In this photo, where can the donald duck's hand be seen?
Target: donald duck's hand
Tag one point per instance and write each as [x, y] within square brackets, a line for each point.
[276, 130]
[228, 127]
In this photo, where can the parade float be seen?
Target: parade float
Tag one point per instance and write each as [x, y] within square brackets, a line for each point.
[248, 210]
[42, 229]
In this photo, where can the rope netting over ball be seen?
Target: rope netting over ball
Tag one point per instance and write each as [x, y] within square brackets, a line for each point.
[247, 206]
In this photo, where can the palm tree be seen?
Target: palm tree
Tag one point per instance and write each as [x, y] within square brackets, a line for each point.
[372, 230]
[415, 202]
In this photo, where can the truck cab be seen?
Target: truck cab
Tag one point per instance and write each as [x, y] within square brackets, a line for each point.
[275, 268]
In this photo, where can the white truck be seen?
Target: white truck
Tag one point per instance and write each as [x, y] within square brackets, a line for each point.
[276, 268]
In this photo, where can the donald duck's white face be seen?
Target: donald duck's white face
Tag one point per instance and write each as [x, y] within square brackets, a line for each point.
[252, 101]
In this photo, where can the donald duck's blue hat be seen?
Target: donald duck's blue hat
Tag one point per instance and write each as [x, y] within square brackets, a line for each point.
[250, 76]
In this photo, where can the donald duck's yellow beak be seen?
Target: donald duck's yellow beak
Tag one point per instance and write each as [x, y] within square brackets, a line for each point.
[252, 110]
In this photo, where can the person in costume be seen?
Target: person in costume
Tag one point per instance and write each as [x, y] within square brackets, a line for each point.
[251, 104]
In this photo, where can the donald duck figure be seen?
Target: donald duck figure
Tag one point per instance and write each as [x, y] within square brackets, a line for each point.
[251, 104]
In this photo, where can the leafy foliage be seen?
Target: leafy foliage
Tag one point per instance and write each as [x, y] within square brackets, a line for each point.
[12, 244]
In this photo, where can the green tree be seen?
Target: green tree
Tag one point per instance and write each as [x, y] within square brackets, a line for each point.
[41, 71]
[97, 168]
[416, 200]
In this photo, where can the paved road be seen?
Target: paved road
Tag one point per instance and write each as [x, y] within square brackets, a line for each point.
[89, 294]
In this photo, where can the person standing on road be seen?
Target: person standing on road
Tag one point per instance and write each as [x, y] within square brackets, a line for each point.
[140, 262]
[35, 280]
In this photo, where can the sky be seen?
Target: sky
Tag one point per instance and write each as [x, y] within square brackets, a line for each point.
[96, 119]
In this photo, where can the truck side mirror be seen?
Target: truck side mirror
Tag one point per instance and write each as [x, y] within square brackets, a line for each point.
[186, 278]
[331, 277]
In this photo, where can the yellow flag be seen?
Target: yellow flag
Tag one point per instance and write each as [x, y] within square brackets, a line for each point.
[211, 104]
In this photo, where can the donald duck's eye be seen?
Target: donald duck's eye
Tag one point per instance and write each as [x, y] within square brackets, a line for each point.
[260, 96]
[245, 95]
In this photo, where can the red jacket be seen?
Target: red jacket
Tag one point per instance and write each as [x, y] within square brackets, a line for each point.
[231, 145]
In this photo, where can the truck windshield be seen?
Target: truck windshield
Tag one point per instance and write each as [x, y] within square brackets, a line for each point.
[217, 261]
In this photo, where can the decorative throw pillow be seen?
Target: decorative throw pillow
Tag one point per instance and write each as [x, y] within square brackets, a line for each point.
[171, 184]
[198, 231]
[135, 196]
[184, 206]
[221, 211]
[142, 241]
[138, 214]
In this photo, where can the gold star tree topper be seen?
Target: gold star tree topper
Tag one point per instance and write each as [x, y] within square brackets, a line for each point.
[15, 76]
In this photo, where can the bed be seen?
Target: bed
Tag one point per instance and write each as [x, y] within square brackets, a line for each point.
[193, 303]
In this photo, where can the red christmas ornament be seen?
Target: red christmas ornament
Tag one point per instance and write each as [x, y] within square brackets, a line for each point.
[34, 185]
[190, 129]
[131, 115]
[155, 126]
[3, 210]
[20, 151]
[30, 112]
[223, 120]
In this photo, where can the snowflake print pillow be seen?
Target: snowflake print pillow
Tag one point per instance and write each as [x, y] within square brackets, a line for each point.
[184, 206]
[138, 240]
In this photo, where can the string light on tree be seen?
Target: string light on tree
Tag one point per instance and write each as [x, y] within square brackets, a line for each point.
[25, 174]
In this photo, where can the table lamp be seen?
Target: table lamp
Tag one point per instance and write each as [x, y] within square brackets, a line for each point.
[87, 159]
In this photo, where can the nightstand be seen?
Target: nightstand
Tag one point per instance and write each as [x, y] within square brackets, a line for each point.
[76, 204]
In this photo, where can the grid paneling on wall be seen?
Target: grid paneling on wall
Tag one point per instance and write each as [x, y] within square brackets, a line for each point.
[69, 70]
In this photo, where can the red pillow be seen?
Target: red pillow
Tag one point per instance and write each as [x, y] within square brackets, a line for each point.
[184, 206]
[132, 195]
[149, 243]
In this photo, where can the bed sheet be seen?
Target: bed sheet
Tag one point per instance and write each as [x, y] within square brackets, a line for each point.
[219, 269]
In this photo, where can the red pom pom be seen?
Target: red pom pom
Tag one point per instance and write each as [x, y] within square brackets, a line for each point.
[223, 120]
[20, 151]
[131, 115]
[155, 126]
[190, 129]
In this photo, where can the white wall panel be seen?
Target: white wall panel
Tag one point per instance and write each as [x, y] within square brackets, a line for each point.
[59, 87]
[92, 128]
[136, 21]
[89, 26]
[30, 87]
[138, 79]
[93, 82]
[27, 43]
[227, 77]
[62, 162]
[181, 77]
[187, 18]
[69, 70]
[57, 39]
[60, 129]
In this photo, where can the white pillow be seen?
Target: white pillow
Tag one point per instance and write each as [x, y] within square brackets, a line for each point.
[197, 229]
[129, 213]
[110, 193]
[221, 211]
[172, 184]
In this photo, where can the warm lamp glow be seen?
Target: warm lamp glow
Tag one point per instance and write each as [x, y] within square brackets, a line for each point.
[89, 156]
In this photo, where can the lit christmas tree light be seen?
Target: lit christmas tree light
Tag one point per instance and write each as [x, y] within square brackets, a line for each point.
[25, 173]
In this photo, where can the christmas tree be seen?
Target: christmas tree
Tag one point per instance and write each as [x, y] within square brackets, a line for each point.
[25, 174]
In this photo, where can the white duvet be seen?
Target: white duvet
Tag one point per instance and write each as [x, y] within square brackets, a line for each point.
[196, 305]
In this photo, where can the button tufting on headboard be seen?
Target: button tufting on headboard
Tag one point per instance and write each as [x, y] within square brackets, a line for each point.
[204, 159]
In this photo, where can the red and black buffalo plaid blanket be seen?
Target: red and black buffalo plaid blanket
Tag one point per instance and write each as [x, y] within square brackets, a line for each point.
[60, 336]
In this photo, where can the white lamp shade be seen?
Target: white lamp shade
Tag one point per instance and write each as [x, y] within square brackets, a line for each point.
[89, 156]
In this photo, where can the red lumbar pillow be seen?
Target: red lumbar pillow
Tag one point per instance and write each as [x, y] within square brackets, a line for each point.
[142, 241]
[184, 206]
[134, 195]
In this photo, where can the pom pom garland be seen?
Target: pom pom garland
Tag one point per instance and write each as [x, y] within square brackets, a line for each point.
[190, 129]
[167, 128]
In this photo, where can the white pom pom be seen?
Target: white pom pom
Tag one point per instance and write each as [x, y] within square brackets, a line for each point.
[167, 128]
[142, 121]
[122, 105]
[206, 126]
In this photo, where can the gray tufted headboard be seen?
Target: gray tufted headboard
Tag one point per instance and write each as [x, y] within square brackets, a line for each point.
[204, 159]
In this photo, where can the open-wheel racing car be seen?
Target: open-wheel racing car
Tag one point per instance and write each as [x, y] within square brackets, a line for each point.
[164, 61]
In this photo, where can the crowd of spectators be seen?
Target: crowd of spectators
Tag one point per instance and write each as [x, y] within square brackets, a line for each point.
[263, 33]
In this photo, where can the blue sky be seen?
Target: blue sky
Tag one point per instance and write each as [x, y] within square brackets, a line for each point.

ASSIGNED TASK -> Using the entries, return every line where the word "netting" can be found.

ANSWER TO THIS PROBLEM ->
In this photo, where can the rope netting over ball be seen?
Target: rope netting over ball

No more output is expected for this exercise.